§ Set task: Emit only the lines from the line containing "Find the red-spotted" through the last line of the entries, unchanged.

Object point labels
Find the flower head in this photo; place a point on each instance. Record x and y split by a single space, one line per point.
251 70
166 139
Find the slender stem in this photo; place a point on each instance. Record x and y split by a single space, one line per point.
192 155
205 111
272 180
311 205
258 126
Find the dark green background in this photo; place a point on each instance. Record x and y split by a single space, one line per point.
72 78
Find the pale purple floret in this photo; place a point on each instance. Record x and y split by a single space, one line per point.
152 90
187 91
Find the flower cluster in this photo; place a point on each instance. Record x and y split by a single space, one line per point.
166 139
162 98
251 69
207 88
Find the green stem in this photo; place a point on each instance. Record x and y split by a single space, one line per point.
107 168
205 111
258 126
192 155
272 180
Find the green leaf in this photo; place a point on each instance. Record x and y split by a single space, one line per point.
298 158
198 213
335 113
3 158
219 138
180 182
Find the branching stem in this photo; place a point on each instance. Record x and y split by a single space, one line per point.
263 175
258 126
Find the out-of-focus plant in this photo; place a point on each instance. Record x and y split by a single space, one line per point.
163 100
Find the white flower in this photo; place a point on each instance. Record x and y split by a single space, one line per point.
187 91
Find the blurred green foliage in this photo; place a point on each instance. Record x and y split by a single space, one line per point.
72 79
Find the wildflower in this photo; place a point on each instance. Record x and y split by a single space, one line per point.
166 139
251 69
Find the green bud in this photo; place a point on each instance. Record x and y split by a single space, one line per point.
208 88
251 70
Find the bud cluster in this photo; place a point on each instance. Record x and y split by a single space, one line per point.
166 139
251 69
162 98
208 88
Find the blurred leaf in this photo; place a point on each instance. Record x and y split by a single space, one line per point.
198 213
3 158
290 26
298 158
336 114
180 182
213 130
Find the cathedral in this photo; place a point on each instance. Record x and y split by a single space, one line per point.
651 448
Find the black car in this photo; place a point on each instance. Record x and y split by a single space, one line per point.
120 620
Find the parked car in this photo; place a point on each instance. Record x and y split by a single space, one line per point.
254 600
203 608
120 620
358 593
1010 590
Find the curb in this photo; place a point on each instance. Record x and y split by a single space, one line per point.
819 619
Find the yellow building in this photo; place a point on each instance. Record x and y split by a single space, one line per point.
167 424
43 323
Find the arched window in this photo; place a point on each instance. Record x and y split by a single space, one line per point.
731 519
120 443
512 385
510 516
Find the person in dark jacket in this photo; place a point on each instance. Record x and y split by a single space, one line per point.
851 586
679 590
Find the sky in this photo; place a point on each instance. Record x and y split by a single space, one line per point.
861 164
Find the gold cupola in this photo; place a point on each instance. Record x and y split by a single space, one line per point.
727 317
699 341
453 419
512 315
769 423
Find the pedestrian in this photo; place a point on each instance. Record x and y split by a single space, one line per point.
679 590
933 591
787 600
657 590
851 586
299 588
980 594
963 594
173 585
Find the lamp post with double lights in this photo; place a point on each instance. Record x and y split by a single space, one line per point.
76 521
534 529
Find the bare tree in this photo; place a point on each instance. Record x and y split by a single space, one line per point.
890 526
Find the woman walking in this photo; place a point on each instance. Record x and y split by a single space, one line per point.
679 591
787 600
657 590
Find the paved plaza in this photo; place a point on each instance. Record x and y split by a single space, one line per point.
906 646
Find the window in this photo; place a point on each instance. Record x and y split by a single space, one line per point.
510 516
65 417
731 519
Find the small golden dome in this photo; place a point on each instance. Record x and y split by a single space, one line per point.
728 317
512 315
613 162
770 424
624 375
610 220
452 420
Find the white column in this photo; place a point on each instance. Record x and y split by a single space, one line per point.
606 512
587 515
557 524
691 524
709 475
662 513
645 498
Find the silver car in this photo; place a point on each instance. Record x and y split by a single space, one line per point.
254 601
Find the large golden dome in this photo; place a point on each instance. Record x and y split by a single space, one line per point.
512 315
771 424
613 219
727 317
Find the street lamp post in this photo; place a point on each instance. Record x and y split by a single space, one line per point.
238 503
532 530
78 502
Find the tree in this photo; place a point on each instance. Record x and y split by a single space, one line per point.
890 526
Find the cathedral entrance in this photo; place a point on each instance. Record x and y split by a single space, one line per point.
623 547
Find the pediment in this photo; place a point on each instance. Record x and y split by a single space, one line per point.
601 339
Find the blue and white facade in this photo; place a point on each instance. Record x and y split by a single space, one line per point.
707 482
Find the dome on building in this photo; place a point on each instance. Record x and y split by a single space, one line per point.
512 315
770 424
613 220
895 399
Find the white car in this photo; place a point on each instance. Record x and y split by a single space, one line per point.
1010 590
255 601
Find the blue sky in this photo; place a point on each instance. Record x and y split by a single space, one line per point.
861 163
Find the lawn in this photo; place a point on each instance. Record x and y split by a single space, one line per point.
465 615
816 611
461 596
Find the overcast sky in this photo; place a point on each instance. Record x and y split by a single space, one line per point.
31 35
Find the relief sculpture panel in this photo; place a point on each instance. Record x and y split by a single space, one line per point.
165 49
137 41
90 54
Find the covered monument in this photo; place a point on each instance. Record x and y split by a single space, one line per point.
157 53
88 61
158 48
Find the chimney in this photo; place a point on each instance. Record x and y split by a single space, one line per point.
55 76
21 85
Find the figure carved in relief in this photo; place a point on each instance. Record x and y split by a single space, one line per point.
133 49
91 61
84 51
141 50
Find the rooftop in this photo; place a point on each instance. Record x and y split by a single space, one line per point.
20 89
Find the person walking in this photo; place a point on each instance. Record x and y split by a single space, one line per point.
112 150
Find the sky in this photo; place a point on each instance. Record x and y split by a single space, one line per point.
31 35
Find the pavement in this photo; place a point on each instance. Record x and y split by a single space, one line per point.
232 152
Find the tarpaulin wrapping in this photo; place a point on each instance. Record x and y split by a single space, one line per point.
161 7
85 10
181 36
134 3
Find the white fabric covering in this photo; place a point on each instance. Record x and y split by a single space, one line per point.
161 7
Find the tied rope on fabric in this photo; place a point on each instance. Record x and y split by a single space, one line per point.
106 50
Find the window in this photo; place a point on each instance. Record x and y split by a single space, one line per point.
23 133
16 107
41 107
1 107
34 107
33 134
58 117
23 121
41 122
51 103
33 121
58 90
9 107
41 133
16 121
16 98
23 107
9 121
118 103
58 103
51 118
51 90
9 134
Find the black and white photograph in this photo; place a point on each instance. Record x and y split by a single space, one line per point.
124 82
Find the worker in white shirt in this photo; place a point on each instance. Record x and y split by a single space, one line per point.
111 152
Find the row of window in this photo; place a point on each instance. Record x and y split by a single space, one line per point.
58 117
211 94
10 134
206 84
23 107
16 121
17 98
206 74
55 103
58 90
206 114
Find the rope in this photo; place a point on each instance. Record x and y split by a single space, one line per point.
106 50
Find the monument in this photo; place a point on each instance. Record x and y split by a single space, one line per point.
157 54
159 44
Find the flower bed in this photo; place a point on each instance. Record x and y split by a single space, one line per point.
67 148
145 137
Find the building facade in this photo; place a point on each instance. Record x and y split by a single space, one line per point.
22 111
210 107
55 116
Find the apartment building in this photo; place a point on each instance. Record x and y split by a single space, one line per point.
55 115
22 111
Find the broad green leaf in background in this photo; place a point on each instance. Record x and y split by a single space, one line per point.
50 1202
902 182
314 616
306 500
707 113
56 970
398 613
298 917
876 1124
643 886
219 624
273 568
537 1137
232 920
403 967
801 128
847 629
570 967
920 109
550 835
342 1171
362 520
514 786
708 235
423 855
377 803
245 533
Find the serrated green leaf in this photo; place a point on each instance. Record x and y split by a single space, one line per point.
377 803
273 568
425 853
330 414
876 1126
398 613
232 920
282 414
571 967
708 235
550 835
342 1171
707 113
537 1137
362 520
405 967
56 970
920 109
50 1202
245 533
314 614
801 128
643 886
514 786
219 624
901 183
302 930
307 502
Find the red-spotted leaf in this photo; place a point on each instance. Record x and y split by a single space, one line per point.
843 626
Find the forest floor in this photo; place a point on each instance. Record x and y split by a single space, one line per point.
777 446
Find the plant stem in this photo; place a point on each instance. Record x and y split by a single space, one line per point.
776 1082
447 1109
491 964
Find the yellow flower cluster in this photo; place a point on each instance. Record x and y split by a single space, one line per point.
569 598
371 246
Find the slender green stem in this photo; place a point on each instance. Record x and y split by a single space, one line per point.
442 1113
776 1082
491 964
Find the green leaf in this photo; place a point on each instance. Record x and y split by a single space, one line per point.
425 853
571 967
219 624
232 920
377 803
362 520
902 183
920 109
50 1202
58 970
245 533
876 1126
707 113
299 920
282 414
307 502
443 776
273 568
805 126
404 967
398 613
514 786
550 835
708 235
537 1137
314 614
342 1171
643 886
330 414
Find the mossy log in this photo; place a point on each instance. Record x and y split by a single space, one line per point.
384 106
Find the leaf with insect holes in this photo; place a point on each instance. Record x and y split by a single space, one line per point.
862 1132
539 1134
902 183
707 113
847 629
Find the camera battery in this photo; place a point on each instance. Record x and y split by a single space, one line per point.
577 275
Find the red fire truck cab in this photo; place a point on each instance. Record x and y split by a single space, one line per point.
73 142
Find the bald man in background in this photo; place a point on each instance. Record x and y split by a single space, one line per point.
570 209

§ Exercise solution:
Find the red-spotted leaf in this photo; place a point on each instance. Record x and y split by a single space, one line per point.
843 626
Find the forest floor in this photo; place a point on each instance. Record x and y split by a single space, one line per point.
777 446
Find the plant stem in this photo; place a point on each instance. Record x and y split by a single space, one line per point.
776 1082
447 1109
491 964
Find the yellow flower cluster in this photo; place a point on each instance. Record x and y split by a single space, one line per point.
569 598
371 246
Find the slender green stem in this photo; place a point on each instance. Record x and y split by a single space, one line per point.
442 1113
776 1082
491 964
Find the green leaf in this photo; place a point on each instance. Record x and y split by a single space, one line per point.
425 853
571 967
219 624
232 920
377 803
362 520
902 183
920 109
50 1202
58 970
245 533
876 1126
707 113
299 920
282 414
307 502
443 776
273 568
805 126
404 967
398 613
514 786
550 835
708 235
537 1137
314 614
342 1171
643 886
330 414
Find the mossy log in this photo; place a point on each instance. Record x and y split by a single space, one line per point.
384 106
Find the leaf with insect holes in this photo; place a point on each instance. Record x and y split by a single space, one line per point.
862 1132
539 1134
902 183
707 113
847 629
Find the camera battery in this photo; place a point on each instance. Record x and y split by a single space, one line per point.
577 275
Find the red fire truck cab in this photo; place a point on each instance. Record x and y split by a single space, one line per point.
73 142
Find the bald man in background in this photo; place a point on each instance. Record x and y split by a single space, one line per point.
570 209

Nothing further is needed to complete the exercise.